### Task instructions
Only the count is needed. Count the lines below with the word "Find" in them.

[Stored data]
-*-

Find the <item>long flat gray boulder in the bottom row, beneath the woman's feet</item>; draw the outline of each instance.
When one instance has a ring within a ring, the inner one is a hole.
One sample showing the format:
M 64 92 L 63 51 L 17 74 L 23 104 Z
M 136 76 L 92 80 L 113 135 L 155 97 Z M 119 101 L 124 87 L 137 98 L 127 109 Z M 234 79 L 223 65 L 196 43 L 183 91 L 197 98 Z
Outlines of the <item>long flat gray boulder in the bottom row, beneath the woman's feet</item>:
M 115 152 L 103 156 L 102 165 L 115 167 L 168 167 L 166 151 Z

-*-

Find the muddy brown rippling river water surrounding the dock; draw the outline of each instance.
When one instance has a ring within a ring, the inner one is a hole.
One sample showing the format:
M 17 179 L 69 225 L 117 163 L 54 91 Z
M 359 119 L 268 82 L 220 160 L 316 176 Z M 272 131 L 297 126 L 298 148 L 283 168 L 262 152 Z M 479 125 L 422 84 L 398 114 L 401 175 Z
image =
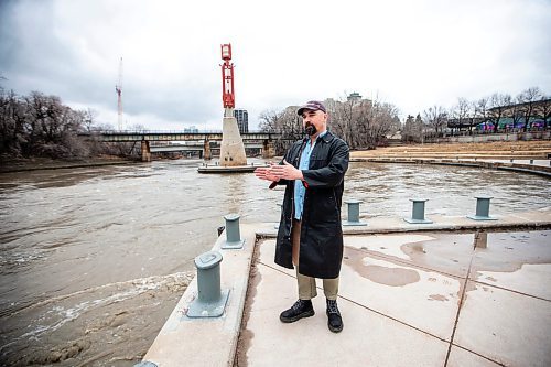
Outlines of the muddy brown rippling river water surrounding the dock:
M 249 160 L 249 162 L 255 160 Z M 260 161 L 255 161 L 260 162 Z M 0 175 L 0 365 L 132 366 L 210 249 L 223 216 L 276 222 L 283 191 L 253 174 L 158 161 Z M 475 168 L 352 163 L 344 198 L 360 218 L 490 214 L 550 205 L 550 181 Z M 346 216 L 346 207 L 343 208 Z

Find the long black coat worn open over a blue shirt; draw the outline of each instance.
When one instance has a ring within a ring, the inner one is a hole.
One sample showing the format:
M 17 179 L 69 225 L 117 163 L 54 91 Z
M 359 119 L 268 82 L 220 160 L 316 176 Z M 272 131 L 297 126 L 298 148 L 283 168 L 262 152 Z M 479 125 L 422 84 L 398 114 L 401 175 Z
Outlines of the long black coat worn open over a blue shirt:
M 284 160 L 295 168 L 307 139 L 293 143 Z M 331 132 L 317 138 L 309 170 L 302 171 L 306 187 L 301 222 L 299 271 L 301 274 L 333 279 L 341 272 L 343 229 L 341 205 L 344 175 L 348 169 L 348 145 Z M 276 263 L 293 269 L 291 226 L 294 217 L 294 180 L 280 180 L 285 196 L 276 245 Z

-*-

### Completed exercise
3